● **What to do**
Each entry must appear in the answer exactly as it does here.

___

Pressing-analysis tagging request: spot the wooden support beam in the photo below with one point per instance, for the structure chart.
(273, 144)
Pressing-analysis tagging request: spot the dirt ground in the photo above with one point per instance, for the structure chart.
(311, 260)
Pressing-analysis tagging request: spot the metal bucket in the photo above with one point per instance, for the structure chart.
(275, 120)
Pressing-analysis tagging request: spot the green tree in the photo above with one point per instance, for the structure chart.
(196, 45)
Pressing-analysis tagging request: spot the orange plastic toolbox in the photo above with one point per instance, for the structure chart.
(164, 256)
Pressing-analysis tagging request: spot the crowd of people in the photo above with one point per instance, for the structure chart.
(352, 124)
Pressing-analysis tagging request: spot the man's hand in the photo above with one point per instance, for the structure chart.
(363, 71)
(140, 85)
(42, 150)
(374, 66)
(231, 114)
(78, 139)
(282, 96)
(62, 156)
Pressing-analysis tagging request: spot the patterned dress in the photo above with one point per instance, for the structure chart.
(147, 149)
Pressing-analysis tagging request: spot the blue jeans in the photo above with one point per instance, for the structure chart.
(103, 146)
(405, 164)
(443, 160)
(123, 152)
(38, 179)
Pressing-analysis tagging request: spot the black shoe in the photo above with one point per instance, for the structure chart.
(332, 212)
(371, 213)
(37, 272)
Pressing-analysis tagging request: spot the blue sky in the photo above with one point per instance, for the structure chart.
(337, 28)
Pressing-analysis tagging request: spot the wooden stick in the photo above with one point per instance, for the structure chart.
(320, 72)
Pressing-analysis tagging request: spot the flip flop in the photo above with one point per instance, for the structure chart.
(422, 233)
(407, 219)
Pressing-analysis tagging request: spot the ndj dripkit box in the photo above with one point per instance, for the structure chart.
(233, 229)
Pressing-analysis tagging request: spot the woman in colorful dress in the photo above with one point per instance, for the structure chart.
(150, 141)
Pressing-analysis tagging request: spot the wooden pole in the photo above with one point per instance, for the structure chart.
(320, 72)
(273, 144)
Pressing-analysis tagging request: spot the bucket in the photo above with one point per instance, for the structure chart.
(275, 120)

___

● **Answer area**
Pressing-analysis tagging request: spot the wooden support beam in the photo below with one point per instance, for the structure chart.
(273, 144)
Pressing-analysis tagging request: spot the dirt ground in the photo above with one point per instance, for the structure chart.
(311, 260)
Pressing-analysis tagging request: spot the metal bucket in the photo above with one point per instance, for the structure chart.
(275, 120)
Pressing-analysis tagging request: spot the green tree in the photo above with one point per instance, for the structure chart.
(196, 45)
Pressing-analysis tagging request: spot the orange plastic toolbox in the photo above with one point per instance, for the structure chart.
(164, 256)
Pressing-analysis tagging request: spot the crowd of people in the photo above with one point per instance, for the structure chart.
(352, 124)
Pressing-analysis tagging request: spot the man's hand in the photo above with one point per instance, for the structure chart.
(363, 71)
(140, 85)
(42, 150)
(374, 66)
(231, 114)
(78, 139)
(282, 96)
(62, 156)
Pressing-analysis tagging request: spot the patterned dress in the photo above with one point per instance, for the structure chart.
(147, 149)
Pressing-analysis tagging request: spot the blue jeans in the photo above with one point per instance, for the structure chart.
(103, 146)
(405, 164)
(443, 160)
(123, 152)
(38, 179)
Pressing-analysis tagging request: spot the black shoe in the photo above with one point per instance, for the structure chart.
(332, 212)
(371, 213)
(37, 272)
Pressing-analysis tagging request: spot the blue sky in the photo above with one point per instance, for the structure chart.
(337, 28)
Pressing-analysis tagging request: spot the wooden stick in the photo above with one point per instance, for the structure chart.
(320, 72)
Pressing-analysis tagging request: spot the flip flop in the photo above with one point per instance, for the structure chart.
(422, 233)
(407, 219)
Pressing-analysis tagging request: spot the ndj dripkit box in the photo above with one point per instance, for the structure chart.
(233, 229)
Pressing-analysis tagging request: spot the woman in colorful dress in the photo above with one point per instance, for the structure chart.
(150, 141)
Pressing-analysis tagging request: spot the wooden pole in the photo above with one point per instance, for the structure chart.
(320, 72)
(273, 144)
Pressing-analysis tagging request: spot the bucket in the photo above with one point per instance, for the structure chart.
(275, 120)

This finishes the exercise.